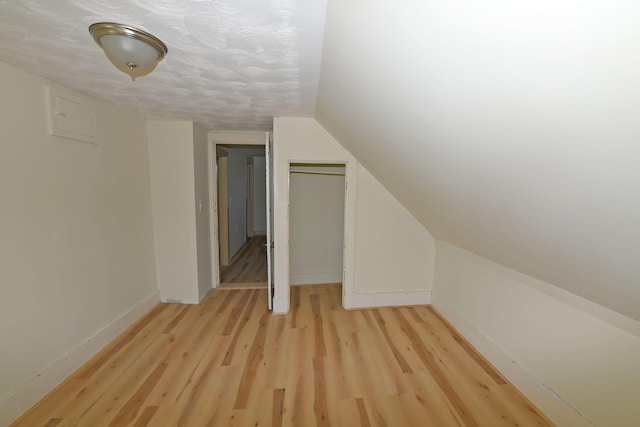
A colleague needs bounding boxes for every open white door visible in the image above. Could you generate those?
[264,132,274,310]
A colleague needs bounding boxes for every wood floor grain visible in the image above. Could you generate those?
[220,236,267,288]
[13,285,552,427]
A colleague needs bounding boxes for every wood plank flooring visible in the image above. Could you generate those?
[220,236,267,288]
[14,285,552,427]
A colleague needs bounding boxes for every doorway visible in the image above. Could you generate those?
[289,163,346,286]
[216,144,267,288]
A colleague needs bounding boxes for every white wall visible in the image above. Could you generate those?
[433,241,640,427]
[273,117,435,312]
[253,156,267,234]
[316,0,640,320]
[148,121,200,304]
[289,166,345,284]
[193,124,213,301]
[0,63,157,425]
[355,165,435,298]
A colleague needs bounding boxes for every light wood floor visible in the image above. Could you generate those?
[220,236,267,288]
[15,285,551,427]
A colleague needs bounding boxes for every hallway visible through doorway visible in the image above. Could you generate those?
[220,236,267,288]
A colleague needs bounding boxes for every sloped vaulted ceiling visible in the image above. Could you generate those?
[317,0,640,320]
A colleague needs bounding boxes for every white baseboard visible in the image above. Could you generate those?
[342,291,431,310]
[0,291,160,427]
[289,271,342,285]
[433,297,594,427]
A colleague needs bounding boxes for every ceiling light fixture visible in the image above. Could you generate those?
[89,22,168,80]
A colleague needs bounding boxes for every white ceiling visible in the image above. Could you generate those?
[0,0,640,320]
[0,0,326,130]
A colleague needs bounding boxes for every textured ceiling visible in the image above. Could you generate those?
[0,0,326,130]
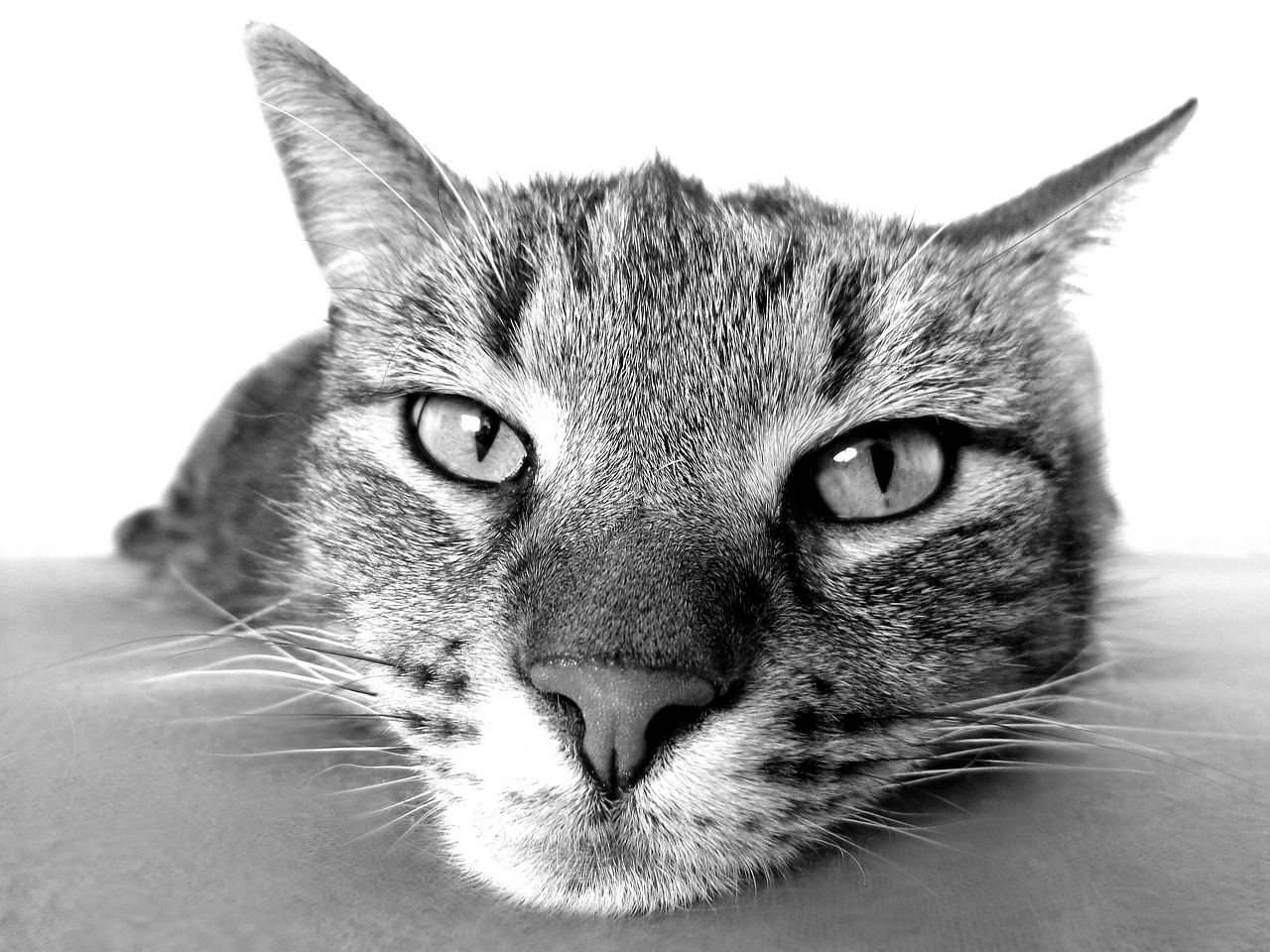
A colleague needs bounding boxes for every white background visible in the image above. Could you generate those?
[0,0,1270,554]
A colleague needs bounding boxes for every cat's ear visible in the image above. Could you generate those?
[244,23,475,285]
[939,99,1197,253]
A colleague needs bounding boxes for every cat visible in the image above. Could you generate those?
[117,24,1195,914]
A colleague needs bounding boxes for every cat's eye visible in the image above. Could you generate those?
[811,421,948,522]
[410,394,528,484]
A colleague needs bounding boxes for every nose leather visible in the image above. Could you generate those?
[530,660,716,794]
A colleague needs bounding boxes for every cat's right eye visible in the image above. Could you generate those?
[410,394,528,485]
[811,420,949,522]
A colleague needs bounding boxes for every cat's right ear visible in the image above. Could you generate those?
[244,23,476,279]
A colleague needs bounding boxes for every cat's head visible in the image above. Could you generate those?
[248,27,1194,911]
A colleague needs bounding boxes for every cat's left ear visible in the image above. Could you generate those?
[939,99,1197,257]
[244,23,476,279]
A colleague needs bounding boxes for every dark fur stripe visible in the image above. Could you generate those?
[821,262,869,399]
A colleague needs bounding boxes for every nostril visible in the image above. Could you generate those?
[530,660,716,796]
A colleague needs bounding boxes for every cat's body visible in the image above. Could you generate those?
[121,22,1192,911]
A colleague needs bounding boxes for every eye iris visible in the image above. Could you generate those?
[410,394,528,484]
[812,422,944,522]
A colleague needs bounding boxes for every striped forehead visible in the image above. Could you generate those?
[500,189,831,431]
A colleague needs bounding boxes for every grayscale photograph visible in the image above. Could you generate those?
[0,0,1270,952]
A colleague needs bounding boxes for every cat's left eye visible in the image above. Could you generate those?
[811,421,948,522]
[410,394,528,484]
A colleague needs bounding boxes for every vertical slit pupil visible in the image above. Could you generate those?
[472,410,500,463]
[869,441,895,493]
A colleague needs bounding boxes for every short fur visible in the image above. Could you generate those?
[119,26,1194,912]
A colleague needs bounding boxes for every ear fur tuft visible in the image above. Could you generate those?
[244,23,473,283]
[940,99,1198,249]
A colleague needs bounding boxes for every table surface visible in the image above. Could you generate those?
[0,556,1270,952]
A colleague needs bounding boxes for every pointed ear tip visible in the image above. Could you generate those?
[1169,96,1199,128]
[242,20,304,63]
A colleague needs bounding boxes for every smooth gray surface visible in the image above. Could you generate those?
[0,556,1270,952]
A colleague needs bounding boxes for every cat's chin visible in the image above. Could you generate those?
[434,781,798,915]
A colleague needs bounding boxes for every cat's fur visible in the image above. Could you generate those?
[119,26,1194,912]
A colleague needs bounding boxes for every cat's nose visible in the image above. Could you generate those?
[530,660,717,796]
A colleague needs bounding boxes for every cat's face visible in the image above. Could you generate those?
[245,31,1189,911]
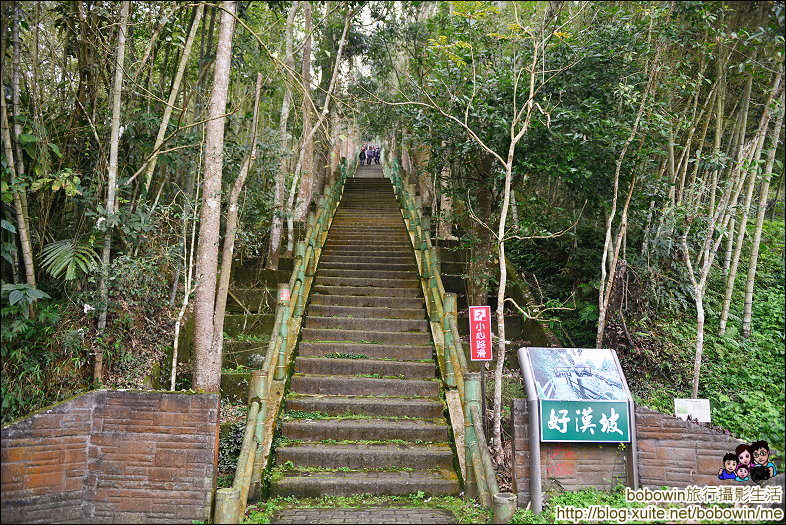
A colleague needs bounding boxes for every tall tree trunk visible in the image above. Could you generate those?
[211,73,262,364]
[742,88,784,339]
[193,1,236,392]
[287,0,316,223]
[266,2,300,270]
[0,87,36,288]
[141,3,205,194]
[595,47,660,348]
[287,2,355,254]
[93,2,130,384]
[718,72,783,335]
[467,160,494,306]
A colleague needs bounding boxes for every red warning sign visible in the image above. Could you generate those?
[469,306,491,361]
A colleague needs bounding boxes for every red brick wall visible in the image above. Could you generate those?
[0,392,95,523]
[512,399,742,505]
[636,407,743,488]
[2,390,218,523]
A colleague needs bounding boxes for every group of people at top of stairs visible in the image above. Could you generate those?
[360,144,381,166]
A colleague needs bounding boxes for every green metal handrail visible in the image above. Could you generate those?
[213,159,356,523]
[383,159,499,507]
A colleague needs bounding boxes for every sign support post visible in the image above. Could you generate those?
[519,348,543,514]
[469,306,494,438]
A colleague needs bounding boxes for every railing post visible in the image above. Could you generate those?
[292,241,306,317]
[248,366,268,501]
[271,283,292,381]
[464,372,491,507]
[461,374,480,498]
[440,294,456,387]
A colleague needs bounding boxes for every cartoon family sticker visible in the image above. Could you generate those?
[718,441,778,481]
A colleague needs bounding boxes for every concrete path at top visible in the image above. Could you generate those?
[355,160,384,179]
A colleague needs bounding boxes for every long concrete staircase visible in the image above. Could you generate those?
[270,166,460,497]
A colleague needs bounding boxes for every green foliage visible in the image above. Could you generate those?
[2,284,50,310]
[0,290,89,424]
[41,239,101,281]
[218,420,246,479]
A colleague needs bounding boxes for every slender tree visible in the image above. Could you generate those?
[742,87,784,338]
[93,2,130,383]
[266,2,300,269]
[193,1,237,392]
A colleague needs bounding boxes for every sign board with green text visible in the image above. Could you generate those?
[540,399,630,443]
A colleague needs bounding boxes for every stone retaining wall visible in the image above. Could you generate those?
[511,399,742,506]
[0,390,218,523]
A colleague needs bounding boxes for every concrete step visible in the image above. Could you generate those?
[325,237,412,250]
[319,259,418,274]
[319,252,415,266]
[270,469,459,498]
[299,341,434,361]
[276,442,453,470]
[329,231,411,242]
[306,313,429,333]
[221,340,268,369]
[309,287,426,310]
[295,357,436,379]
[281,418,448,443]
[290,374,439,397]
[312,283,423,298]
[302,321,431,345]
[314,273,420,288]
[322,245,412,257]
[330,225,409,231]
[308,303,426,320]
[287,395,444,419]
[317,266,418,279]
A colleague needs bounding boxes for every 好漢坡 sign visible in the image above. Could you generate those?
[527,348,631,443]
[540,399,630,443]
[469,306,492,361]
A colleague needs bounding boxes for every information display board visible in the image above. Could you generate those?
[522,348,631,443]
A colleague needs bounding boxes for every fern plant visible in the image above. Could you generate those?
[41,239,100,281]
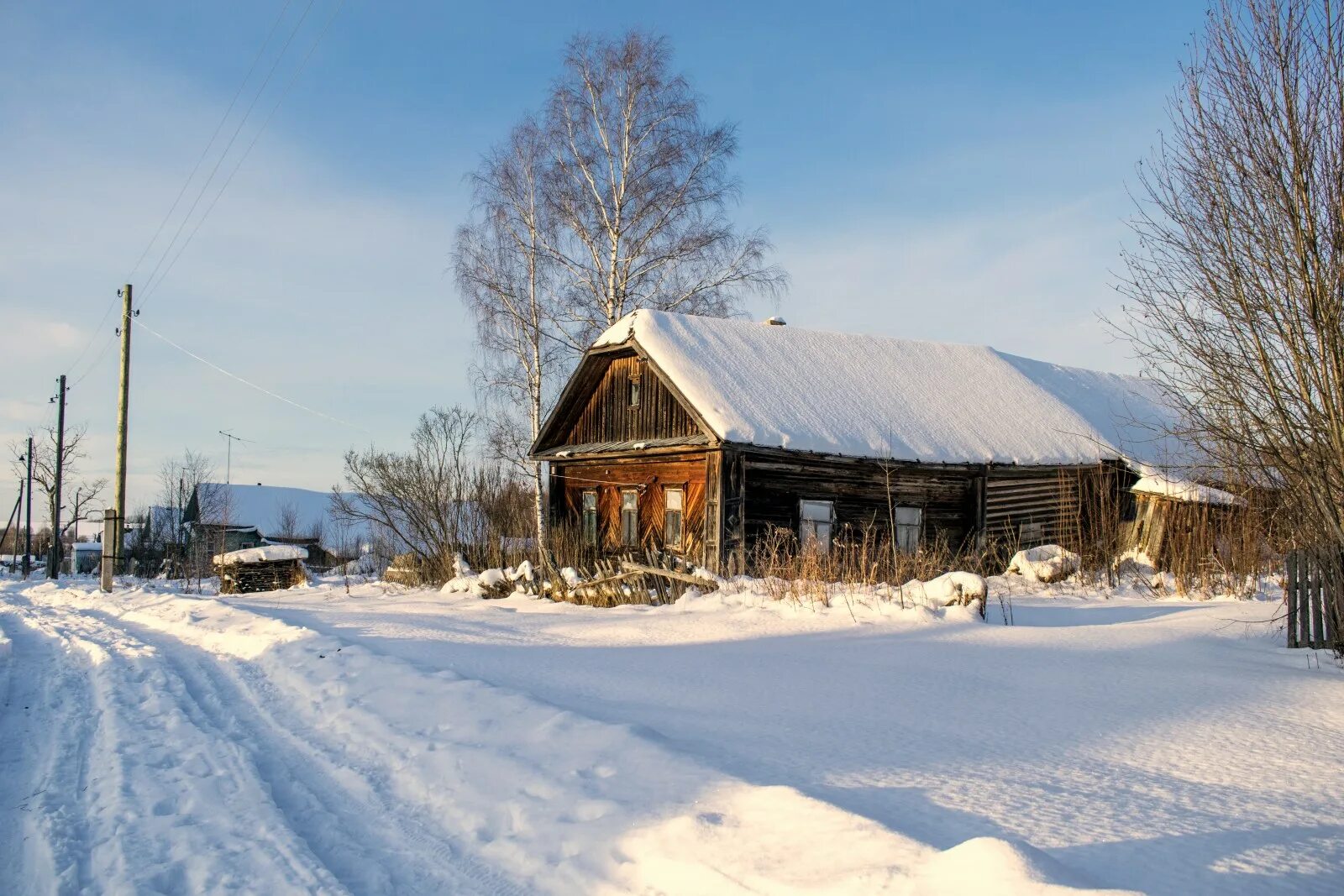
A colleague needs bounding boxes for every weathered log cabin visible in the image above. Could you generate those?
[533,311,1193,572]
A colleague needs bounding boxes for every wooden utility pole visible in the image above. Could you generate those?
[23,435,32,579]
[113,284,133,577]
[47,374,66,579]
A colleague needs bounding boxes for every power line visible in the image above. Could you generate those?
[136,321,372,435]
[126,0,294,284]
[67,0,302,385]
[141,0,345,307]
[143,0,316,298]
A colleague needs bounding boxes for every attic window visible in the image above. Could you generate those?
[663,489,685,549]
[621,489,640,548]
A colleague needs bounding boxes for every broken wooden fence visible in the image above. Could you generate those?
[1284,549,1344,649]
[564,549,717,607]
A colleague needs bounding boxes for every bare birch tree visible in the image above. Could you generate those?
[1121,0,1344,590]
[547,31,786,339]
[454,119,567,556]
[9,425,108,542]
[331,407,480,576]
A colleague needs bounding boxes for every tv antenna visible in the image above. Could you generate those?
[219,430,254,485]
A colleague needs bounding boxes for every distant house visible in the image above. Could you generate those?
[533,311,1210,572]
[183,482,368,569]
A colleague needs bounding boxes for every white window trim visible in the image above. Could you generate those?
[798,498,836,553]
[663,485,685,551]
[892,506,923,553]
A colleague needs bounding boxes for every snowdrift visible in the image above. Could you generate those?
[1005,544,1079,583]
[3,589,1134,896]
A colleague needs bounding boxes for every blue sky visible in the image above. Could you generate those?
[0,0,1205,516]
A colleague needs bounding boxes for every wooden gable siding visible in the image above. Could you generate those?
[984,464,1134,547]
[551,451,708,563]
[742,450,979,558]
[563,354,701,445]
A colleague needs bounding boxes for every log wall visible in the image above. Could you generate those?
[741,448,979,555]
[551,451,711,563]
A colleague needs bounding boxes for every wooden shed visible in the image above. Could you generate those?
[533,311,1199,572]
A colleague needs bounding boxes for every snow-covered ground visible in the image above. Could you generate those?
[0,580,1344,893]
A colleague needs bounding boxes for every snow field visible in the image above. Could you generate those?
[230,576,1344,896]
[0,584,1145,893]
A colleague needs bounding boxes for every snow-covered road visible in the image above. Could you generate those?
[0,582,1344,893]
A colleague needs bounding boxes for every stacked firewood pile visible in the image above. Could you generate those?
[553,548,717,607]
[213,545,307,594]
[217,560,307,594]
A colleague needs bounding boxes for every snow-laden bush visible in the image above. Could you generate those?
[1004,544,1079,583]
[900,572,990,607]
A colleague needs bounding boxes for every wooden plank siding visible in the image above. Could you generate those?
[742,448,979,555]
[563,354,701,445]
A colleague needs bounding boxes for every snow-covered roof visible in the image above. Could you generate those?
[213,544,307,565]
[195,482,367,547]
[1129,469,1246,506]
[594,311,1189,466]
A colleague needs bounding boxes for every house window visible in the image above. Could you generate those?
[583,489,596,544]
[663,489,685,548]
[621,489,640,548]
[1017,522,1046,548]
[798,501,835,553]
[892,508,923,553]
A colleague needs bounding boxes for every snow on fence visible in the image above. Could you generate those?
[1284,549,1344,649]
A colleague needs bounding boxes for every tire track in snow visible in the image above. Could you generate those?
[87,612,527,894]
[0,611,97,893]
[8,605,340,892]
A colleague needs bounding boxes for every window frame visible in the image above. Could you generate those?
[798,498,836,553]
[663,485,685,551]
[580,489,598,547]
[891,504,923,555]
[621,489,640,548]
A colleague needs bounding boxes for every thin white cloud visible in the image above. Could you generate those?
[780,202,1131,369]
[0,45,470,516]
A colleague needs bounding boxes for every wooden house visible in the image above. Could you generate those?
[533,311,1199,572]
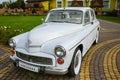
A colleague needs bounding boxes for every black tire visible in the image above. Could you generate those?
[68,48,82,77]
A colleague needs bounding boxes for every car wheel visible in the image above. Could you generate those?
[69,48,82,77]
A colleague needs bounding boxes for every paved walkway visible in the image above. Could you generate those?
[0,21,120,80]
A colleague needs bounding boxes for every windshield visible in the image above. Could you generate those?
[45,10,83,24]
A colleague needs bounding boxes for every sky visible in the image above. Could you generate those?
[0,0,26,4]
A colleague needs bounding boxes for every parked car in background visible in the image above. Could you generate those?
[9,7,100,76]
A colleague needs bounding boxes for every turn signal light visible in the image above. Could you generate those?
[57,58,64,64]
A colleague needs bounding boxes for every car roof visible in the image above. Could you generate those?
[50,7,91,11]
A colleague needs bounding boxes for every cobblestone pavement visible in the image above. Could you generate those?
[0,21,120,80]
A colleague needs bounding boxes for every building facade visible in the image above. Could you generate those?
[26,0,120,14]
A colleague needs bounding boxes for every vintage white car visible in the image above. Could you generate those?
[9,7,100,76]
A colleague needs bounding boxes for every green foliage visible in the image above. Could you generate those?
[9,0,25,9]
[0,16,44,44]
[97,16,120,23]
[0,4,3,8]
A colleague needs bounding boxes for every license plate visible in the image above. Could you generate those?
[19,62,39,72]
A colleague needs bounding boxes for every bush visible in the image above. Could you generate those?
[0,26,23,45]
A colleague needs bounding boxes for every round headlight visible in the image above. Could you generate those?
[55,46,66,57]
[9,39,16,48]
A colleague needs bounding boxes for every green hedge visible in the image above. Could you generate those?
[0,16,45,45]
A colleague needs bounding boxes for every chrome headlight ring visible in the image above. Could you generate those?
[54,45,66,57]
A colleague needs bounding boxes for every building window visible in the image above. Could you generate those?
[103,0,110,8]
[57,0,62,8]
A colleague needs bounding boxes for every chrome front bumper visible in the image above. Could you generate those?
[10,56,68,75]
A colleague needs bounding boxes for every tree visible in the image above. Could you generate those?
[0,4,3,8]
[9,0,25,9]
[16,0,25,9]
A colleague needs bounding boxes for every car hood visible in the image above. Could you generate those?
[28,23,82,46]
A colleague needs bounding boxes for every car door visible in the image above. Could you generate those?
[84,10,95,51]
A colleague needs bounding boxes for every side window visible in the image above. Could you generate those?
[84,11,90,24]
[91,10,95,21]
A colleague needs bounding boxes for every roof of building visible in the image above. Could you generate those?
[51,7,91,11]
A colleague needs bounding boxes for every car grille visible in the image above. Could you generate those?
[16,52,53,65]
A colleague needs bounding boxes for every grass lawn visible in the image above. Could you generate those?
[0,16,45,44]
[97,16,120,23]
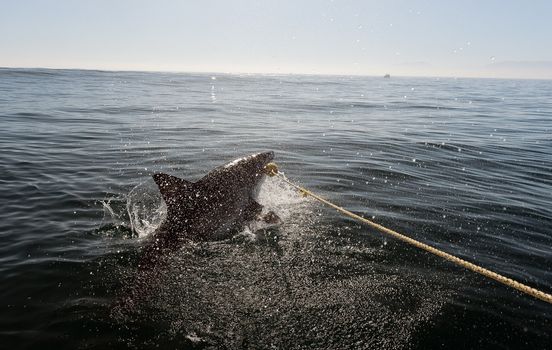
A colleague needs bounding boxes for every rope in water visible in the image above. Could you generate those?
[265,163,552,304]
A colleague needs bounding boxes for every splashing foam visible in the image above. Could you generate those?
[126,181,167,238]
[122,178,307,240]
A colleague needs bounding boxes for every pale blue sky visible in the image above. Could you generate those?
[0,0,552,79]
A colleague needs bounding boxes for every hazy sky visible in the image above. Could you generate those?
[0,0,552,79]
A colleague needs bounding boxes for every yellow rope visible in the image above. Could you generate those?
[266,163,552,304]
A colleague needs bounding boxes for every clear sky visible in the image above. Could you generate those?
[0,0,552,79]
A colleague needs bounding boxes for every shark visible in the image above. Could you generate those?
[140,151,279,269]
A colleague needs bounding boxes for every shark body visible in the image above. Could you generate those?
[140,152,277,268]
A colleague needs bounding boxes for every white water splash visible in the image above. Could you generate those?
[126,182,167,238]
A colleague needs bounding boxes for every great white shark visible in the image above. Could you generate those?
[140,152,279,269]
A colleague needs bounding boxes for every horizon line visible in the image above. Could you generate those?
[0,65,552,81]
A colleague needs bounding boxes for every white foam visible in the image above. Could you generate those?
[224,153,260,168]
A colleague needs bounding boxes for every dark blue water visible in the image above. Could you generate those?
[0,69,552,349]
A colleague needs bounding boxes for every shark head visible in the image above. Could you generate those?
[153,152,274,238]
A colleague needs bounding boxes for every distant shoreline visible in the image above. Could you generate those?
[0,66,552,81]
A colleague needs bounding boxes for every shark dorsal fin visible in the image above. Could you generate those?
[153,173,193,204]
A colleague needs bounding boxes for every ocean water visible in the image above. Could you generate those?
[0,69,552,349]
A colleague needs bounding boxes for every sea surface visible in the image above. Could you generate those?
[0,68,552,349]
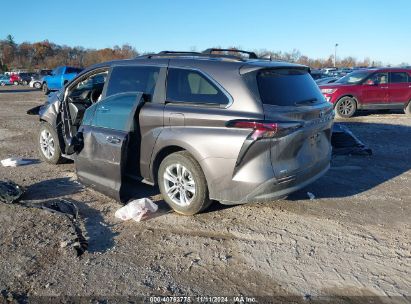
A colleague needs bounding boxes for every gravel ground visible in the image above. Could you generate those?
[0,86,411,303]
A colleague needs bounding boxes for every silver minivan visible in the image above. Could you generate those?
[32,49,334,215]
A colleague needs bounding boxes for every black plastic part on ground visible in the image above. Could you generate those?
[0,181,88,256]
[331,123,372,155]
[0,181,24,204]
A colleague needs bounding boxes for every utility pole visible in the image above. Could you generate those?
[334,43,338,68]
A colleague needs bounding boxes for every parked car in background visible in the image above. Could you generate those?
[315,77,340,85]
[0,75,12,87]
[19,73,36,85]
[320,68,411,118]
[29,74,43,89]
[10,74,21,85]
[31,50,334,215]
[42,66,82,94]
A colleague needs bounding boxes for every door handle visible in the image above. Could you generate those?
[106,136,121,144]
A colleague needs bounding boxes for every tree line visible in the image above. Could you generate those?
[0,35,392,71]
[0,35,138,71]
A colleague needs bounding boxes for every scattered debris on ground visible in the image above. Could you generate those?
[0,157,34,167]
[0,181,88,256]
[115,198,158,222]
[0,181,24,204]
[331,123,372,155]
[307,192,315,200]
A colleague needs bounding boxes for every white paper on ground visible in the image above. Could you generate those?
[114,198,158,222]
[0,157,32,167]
####
Scale the data from the line with "A colleague needs bounding boxes for every wooden plank" to the line with "[594,311,1189,466]", both ends included. Write out every one of those lines again with the wording lines unchanged, and multiply each bounding-box coordinate by 1.25, rounding to a whole number with halves rounded up.

A colleague needs bounding boxes for every wooden plank siding visible in the image above. Could you generate those?
[928,560,1224,694]
[704,443,876,556]
A colleague needs bounding boxes for every snow-covered roof visible in the image above. Could you generate those?
[266,680,384,706]
[244,603,459,684]
[1411,586,1558,633]
[743,389,1486,583]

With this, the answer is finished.